(Segmentation labeling lines)
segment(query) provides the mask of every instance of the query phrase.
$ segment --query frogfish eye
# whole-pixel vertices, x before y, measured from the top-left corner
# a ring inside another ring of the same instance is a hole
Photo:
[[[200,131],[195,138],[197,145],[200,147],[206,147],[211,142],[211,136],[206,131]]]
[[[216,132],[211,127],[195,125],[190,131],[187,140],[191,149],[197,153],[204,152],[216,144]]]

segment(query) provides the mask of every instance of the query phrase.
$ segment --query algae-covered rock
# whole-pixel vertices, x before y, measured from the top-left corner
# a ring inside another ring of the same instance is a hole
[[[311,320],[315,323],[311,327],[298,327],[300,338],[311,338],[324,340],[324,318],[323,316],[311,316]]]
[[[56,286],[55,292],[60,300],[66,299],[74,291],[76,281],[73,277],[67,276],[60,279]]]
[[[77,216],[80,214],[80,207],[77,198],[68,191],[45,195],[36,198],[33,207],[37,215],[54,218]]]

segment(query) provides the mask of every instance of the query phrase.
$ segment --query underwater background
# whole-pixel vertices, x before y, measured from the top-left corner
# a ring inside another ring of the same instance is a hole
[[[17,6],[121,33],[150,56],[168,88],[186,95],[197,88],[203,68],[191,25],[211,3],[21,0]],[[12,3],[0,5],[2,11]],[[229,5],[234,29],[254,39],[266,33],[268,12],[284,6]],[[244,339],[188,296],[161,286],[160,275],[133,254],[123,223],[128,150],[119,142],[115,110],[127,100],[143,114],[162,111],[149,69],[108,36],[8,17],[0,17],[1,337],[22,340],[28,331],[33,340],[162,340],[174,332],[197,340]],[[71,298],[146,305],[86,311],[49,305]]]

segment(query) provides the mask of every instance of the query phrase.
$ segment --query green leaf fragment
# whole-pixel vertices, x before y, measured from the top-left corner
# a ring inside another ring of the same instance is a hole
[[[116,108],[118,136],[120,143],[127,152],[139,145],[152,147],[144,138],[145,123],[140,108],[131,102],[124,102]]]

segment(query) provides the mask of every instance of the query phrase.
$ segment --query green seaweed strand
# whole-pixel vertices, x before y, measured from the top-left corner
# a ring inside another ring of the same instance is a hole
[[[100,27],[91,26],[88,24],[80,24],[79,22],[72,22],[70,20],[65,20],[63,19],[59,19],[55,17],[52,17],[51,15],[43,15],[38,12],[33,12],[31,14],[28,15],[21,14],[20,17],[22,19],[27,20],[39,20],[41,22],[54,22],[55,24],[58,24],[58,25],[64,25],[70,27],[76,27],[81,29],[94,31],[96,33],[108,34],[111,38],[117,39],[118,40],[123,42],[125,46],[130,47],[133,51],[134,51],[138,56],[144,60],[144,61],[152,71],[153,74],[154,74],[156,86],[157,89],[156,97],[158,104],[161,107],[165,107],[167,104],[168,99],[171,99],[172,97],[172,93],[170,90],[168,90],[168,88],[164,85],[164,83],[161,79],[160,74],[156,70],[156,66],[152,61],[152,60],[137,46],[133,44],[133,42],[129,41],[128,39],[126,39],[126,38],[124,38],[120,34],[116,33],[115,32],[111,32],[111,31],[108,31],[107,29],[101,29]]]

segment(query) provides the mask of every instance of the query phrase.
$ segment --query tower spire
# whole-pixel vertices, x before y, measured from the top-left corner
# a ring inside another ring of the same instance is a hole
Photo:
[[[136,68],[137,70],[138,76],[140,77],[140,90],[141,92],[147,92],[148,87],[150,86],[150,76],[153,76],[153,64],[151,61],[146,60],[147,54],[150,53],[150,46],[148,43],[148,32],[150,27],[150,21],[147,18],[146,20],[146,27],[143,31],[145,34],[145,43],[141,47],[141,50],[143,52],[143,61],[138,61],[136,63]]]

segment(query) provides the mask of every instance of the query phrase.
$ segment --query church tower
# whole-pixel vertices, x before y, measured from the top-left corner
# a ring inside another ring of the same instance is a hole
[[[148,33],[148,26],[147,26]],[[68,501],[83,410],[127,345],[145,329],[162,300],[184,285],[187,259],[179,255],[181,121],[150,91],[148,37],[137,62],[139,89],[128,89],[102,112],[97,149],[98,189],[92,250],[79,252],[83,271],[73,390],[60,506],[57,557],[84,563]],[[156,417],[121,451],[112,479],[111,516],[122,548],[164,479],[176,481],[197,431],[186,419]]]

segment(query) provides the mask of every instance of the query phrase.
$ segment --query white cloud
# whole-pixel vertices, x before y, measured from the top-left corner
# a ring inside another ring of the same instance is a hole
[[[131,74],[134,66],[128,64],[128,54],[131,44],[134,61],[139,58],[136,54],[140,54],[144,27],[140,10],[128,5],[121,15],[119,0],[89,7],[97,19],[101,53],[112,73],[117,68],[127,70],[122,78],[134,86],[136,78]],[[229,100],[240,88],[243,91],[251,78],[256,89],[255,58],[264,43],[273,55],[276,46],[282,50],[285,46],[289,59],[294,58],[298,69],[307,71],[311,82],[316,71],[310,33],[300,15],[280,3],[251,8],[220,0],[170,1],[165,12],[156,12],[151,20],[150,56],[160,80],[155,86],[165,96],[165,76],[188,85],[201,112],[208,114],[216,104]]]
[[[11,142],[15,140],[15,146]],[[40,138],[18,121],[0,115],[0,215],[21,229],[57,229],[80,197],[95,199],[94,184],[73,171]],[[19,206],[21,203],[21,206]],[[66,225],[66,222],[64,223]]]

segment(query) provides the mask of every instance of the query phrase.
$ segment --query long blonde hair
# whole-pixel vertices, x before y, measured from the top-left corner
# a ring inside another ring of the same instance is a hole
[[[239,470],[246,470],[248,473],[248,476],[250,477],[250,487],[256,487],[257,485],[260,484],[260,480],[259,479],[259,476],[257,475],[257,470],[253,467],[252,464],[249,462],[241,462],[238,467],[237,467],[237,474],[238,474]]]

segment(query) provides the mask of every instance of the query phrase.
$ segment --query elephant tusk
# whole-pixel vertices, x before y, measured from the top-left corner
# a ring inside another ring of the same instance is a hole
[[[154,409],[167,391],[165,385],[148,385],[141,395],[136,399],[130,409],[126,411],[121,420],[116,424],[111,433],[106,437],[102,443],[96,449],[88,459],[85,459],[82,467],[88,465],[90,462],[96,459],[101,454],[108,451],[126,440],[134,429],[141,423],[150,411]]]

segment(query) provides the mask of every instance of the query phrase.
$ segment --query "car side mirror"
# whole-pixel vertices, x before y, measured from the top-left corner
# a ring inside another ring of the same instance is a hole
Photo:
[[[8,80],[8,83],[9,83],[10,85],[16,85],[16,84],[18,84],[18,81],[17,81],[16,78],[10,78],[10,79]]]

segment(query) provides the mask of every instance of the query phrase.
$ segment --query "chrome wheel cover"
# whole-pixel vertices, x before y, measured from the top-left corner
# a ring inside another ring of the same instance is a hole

### [WHAT YOU SHOULD DO]
State how many of the lines above contain the string "green", treating uppercase and lowercase as different. Give only the number.

### [WRITTEN SOLUTION]
2